**Directions**
Copy the part of the listing below that opens with the line containing "target | arched doorway" and closes with the line containing "column 101, row 31". Keep it unchanged and include both end lines.

• • • •

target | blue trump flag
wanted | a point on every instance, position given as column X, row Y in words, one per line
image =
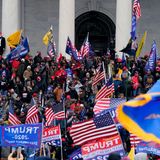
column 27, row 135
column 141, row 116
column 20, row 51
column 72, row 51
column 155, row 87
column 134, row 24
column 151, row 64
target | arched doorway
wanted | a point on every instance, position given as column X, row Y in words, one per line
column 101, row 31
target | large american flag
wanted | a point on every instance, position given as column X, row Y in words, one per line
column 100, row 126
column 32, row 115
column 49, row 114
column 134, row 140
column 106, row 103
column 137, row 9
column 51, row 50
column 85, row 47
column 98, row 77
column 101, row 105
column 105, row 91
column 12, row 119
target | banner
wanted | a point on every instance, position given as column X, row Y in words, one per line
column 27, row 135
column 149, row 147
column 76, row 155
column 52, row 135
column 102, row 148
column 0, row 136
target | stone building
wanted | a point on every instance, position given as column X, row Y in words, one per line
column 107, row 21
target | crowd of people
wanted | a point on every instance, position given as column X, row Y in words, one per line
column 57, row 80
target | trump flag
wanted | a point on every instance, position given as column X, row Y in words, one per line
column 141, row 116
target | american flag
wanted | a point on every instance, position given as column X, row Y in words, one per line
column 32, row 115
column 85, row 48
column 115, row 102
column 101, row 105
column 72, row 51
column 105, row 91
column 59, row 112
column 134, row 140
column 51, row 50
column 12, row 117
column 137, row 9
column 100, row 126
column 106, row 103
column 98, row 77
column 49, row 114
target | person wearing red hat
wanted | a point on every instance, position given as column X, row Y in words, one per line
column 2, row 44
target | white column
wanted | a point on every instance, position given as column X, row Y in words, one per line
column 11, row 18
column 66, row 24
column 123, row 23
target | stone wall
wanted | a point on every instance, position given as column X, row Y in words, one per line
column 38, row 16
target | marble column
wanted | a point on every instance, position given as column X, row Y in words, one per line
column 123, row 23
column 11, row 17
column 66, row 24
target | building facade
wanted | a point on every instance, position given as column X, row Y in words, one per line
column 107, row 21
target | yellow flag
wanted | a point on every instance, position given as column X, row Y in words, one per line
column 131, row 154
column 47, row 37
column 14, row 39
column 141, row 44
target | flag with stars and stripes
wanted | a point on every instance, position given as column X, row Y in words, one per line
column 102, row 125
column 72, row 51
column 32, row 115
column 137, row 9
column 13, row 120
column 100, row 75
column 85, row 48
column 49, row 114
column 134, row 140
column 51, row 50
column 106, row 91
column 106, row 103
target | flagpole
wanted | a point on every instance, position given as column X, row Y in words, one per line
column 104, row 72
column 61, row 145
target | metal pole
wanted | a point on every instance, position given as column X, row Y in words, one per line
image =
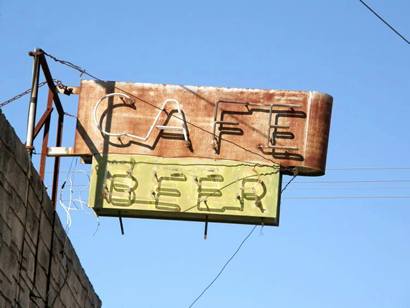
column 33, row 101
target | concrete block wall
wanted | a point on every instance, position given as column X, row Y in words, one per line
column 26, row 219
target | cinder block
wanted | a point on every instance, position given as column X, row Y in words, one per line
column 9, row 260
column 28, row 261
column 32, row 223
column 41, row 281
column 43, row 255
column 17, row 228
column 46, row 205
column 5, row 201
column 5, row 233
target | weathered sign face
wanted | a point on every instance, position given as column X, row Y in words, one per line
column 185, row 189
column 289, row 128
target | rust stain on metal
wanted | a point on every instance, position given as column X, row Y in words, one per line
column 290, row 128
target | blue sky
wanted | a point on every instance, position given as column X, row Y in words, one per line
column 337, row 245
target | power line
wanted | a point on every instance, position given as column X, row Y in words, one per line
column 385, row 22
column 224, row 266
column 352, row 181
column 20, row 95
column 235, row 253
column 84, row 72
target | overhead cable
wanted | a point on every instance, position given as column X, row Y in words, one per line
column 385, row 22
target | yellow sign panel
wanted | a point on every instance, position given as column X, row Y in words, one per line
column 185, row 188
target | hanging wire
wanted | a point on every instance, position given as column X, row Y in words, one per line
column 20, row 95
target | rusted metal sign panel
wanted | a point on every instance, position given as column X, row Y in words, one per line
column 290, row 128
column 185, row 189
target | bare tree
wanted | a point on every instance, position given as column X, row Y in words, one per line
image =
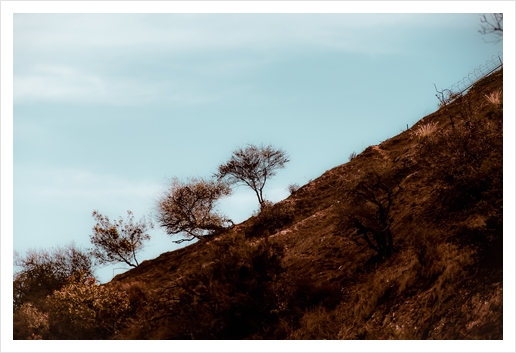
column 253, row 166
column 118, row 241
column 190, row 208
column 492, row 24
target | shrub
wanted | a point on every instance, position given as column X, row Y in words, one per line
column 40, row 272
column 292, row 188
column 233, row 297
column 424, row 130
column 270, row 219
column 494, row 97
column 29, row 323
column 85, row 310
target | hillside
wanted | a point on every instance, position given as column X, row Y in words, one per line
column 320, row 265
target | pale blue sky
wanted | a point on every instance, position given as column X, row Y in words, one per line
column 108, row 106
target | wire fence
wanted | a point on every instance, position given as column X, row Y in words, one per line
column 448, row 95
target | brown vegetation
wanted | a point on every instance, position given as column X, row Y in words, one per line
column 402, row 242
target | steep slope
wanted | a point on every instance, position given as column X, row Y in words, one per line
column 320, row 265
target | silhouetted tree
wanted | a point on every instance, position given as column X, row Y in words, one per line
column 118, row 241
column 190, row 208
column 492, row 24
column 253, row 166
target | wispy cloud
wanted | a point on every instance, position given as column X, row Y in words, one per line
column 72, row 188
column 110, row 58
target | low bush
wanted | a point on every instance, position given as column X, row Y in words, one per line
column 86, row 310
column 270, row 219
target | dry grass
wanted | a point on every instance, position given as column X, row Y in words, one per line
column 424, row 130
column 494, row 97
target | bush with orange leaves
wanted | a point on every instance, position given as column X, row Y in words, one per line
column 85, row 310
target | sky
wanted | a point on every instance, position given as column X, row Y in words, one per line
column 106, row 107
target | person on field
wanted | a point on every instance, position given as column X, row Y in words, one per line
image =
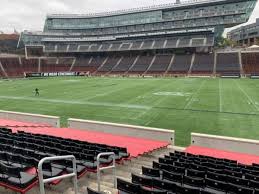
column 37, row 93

• • • •

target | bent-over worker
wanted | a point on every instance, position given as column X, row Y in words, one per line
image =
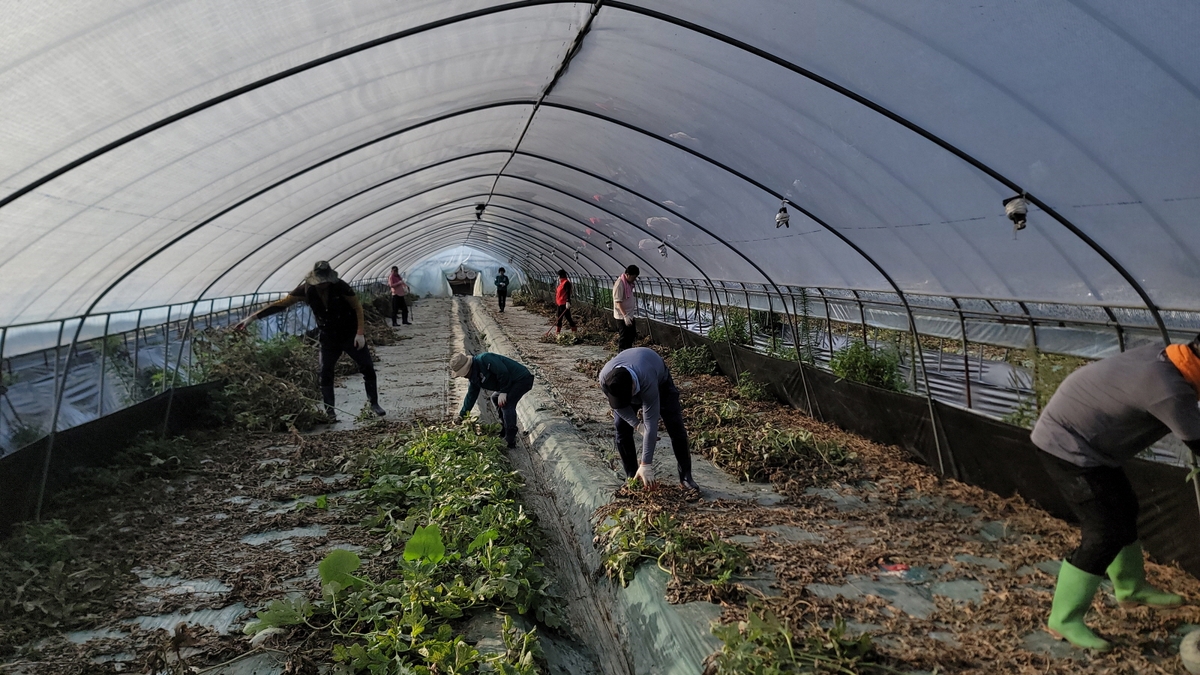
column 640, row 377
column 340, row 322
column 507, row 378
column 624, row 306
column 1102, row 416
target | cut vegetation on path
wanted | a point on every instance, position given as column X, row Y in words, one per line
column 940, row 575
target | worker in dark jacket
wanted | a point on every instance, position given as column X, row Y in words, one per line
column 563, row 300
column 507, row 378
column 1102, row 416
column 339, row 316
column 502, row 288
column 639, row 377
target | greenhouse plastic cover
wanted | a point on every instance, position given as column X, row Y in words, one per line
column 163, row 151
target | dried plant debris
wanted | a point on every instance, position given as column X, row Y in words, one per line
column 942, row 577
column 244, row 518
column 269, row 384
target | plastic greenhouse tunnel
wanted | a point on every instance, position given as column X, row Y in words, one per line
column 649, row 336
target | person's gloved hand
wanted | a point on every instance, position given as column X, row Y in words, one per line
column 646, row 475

• • • •

**Solution to this task**
target | arched doorway
wanted | a point on every instance, position given as column X, row Y in words, one per line
column 101, row 31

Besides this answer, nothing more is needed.